DIRECTIVE: Continue the blog post on using wandb sweeps with AllenNLP, starting right after its final sentence.

GIVEN PASSAGE:
24 Mar 2020

# Introduction

Are you a fan of AllenNLP? Do you have a hard time tuning the hyperparameters for your NLP projects? Well, you’ve come to the right place. After looking around for some time, I have found the setup that works best for my NLP projects. In this post, I will introduce this setup and a micro-library I built which can aid in using this set up in your projects.

# Prerequisites

If you are not familiar with AllenNLP, I would urge you to go through their official tutorial, especially the part where the use of config files is explained – this is my favorite part of the AllenNLP library.

Weights and Biases (wandb) provides access to a hyperparameter search server as well as a client library which can communicate with the server and launch training instances with hyperparameter sets supplied by the server. The most useful feature and the one I will be talking about is called Sweep. Please read about this feature in their documentation before moving further.

# Problem

The problem that I faced while trying to use wandb sweeps for one of my existing projects which was using AllenNLP was the communication between my local training script and the wandb server. Specifically, I prefer using AllenNLP’s built-in train loop via their allennlp train command. This command has the following format.

usage: allennlp train [-h] -s SERIALIZATION_DIR [-r] [-f] [-o OVERRIDES]
[--file-friendly-logging]
[--cache-directory CACHE_DIRECTORY]
[--cache-prefix CACHE_PREFIX]
[--include-package INCLUDE_PACKAGE]
param_path

Train the specified model on the specified dataset.

positional arguments:
param_path            path to parameter file describing the model to be
trained

optional arguments:
-h, --help            show this help message and exit
-s SERIALIZATION_DIR, --serialization-dir SERIALIZATION_DIR
directory in which to save the model and its logs
-r, --recover         recover training from the state in serialization_dir
-f, --force           overwrite the output directory if it exists
-o OVERRIDES, --overrides OVERRIDES
a JSON structure used to override the experiment
configuration
--file-friendly-logging
outputs tqdm status on separate lines and slows tqdm
refresh rate
--cache-directory CACHE_DIRECTORY
Location to store cache of data preprocessing
--cache-prefix CACHE_PREFIX
Prefix to use for data caching, giving current
parameter settings a name in the cache, instead of
computing a hash
--include-package INCLUDE_PACKAGE


As you can see, there are compulsory positional arguments like the name of the sub-command i.e. train, the path to the config file (param_path). Moreover, the hyperparameters that one wants to change have to be passed using multiple --overrides flags. This does not work well with wandb sweep server – it sends all the command-line arguments for your training script using --key=value format.

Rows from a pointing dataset
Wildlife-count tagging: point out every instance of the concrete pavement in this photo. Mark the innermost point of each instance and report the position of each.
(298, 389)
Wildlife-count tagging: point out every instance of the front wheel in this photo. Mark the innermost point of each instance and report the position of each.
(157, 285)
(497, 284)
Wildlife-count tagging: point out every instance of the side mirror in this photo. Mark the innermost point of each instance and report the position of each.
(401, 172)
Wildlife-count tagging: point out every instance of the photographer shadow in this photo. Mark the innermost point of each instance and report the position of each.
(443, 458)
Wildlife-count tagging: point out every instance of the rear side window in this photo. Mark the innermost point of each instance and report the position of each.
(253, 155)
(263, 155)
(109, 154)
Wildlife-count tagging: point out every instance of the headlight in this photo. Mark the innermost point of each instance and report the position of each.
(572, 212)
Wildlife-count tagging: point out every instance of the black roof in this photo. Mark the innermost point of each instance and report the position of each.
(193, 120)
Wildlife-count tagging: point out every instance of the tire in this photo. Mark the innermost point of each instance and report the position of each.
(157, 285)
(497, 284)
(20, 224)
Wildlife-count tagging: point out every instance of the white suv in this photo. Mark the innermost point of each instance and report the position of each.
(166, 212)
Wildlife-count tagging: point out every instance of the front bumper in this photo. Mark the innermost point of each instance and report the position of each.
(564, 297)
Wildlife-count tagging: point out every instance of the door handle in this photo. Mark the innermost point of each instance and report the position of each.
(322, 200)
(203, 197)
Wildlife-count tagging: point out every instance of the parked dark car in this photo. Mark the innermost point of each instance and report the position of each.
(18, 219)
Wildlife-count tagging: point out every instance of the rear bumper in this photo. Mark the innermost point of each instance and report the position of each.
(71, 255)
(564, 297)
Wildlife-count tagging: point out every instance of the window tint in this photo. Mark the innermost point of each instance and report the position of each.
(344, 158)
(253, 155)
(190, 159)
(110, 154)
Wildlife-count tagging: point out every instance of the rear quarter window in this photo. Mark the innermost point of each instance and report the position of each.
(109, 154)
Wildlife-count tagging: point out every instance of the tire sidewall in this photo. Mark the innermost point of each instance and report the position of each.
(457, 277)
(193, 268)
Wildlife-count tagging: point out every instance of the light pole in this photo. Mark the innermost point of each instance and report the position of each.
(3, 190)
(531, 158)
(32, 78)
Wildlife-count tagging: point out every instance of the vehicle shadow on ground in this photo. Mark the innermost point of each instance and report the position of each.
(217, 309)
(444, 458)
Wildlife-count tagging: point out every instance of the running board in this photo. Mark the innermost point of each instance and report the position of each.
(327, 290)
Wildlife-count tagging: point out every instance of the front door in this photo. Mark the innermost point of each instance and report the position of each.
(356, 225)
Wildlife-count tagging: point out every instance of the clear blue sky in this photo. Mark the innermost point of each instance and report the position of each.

REPLY:
Another issue with using AllenNLP’s default training script with wandb is that one needs a way to inject code in the script for it to communicate the training progress with the wandb server.

# Solution

One possible solution for the first problem is to write your own training script which accepts command-line arguments as sent by the wandb sweep server. However, I prefer sticking with AllenNLP’s training script because it is robust and well written. Then what else can we do if we want to use AllenNLP’s training script as it is? Now, this might sound hacky, well, it is 🙌. But it works! We can create a wrapper script that translates the command-line input from the wandb sweep server to something which allennlp train can understand. This wrapper script then calls AllenNLP’s train script using these translated commandline arguments.

While the solution to the first problem is a bit hacky, the solution for the second problem is quite straight forward thanks to the CallbackTrainer introduced in AllenNLP v0.8.5. We simply hook-up callbacks to the training events like validation end, epoch end, etc. These callbacks can send the training and validation metrics to the wandb server.

While there is a more elaborate version of these two solutions running in my projects, I have managed to pull out a general, complete and working version of these into its own package wandb_allennlp. The rest of this post is a tutorial in using wandb_allennlp.

# Overview

At a high level, we need to perform the following steps to use wandb with AllenNLP.

1. Install wandb-allennlp

2. Create an entry-point script file run.py

3. Create your model using AllenNLP along with a training configuration file.

4. Create a sweep configuration file and generate a sweep on the wandb server.

5. Set the necessary environment variables.

6. Start the search agents.

The rest of the article walks through these steps using an example model.

## Installation

1. Install the package using pip.
pip install wandb-allennlp

1. Create an entry-point file with the following content. Name it run.py.
from wandb_allennlp.commandline import run

if __name__ == "__main__":
run()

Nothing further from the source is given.